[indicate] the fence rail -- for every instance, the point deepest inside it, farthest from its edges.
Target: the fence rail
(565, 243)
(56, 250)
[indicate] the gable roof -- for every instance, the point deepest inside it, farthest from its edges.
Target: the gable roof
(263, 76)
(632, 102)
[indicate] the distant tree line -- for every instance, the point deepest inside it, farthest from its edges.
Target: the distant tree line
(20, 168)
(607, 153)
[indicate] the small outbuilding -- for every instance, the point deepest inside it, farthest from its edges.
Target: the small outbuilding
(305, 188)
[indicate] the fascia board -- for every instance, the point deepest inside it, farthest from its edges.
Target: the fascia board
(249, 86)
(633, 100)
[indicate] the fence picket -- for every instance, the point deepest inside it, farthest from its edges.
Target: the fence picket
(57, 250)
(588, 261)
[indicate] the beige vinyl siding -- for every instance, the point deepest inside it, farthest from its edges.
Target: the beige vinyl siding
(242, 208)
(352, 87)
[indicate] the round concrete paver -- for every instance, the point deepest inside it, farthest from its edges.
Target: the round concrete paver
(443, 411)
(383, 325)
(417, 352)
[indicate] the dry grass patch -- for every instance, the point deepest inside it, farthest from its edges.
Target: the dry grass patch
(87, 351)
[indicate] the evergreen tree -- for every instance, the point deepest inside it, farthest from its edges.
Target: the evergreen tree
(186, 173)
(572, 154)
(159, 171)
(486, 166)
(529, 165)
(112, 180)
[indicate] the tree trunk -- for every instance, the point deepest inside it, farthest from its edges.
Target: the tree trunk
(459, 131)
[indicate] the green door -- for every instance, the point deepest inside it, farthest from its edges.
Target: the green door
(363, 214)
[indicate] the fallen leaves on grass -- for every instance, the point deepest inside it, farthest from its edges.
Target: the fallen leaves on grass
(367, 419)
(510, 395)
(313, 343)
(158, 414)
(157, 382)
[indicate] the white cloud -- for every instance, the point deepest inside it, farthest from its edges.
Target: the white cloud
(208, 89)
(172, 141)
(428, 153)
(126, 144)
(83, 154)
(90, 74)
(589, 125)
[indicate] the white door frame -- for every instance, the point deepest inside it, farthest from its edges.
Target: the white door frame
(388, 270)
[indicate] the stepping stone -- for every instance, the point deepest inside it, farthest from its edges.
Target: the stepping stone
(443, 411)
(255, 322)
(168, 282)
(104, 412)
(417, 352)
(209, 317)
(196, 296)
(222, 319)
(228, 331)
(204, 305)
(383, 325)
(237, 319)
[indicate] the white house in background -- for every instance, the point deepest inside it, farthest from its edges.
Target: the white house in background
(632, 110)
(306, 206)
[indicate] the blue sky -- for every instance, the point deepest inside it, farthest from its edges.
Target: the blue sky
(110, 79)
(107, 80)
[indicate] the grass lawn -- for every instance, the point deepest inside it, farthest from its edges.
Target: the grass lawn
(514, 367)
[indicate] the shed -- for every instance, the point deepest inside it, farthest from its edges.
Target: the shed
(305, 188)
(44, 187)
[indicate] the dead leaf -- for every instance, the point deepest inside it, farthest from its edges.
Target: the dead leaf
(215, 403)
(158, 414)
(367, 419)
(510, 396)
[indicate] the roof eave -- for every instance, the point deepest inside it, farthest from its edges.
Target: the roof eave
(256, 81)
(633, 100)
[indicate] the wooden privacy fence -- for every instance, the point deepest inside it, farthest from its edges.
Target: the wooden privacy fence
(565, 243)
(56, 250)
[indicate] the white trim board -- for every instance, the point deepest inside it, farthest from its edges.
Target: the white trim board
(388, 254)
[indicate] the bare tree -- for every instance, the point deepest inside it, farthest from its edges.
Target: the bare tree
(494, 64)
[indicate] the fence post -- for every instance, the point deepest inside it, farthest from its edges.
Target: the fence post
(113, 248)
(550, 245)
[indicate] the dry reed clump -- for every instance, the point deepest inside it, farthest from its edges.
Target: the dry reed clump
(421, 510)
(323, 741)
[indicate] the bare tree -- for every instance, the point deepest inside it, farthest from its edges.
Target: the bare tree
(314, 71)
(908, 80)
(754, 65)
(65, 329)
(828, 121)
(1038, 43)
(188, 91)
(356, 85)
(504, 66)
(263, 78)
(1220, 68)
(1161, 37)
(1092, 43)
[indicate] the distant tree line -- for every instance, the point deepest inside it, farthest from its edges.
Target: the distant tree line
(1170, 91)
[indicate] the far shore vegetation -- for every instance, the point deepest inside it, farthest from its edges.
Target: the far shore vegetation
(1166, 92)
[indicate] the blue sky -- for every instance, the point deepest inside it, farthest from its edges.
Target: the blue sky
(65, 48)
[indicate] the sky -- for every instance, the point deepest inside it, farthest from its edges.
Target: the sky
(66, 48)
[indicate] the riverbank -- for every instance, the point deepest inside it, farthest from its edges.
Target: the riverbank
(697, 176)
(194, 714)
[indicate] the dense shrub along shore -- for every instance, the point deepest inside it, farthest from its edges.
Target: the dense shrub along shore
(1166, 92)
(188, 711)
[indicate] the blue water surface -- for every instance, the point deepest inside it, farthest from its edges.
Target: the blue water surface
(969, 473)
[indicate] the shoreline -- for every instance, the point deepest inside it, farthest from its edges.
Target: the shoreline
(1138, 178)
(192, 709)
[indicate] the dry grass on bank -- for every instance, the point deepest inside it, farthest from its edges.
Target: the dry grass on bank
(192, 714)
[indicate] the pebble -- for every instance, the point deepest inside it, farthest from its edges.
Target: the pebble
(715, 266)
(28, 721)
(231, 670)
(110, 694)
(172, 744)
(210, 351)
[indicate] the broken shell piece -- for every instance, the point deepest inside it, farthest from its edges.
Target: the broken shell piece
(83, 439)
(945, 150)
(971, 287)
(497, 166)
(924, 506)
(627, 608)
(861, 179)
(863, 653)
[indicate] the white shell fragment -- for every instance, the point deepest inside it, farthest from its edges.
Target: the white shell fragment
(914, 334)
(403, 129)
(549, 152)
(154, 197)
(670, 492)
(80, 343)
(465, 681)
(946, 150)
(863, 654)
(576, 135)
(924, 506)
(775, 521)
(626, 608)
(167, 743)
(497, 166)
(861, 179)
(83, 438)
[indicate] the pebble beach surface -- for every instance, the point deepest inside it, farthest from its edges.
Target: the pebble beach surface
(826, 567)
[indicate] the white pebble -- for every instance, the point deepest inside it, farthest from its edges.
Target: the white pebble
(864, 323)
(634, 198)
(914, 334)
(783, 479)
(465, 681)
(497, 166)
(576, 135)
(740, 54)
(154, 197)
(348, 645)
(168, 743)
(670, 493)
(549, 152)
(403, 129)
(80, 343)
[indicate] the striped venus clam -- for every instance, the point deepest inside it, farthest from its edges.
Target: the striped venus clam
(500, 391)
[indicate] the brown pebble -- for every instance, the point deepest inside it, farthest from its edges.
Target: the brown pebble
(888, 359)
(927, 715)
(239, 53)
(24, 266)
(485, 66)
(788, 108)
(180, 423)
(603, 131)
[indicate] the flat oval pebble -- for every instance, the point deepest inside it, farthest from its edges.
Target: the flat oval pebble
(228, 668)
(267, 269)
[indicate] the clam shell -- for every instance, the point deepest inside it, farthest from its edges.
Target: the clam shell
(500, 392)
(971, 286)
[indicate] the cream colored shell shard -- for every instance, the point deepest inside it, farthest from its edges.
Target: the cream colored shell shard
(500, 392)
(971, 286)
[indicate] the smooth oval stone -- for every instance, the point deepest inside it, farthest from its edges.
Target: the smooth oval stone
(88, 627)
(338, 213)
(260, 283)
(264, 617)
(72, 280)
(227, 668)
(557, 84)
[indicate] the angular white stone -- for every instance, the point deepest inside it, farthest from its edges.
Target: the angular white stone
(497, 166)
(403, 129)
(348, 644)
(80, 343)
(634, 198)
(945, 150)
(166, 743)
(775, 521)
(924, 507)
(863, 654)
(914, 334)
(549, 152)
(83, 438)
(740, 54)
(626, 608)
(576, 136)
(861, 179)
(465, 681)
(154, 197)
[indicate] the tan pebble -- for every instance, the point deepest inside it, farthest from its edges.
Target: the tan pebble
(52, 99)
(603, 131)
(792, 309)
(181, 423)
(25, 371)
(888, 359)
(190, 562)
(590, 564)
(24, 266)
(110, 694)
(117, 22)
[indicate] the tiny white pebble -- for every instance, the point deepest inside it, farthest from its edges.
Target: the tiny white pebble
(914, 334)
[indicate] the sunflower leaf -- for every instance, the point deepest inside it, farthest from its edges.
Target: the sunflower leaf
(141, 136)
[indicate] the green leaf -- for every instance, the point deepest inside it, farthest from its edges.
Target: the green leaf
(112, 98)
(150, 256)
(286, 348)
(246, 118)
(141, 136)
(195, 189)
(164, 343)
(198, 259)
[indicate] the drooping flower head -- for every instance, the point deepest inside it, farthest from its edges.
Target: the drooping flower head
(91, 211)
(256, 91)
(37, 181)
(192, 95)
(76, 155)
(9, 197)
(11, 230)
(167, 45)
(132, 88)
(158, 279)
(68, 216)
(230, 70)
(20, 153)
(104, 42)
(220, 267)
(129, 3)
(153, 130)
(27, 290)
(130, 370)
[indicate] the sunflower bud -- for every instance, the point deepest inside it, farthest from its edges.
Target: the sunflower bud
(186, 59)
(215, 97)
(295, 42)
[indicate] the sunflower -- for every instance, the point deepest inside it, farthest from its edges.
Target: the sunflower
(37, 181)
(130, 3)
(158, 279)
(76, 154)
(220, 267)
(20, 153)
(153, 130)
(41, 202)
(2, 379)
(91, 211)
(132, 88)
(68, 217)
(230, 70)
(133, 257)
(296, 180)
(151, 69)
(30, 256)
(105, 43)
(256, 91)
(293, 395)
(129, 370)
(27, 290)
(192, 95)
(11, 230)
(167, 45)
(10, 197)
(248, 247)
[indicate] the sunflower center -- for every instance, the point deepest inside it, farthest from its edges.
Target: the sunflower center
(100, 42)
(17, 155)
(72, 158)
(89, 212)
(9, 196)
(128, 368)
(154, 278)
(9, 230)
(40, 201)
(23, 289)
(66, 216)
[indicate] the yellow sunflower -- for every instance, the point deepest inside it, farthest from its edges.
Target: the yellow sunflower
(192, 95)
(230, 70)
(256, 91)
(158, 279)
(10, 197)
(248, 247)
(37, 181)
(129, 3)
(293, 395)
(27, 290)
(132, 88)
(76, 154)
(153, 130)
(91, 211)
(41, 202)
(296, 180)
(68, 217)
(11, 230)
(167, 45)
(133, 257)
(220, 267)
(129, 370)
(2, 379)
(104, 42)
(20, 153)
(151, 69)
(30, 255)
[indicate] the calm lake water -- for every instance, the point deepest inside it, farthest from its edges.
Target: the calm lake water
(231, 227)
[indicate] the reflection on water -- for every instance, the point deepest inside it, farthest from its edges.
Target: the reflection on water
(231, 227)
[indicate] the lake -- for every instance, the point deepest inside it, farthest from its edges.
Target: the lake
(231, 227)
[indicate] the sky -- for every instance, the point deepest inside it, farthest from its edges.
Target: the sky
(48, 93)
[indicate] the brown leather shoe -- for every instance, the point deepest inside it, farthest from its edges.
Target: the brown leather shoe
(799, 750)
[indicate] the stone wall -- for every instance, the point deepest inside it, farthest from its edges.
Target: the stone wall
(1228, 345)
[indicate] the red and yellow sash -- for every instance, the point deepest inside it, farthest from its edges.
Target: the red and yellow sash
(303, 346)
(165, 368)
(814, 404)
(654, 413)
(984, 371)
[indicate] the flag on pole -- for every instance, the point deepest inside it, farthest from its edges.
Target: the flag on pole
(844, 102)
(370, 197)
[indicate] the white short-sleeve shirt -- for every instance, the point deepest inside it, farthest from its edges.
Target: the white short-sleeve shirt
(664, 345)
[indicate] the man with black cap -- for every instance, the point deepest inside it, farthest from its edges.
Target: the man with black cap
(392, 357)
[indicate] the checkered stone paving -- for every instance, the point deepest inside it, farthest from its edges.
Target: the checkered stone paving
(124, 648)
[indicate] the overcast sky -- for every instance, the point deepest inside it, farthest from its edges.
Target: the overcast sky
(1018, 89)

—————

Prompt:
Each line from the one containing "[indicate] the checkered" to the end of the listing above must be printed exactly, and no other line may appear.

Answer section:
[indicate] the checkered stone paving -- for every instance, the point deepest inside it, farthest from its edges.
Target: the checkered stone paving
(124, 648)
[indicate] the overcast sky -- for every instance, the point deepest inside it, farthest from its edges.
Target: the overcast sky
(1018, 89)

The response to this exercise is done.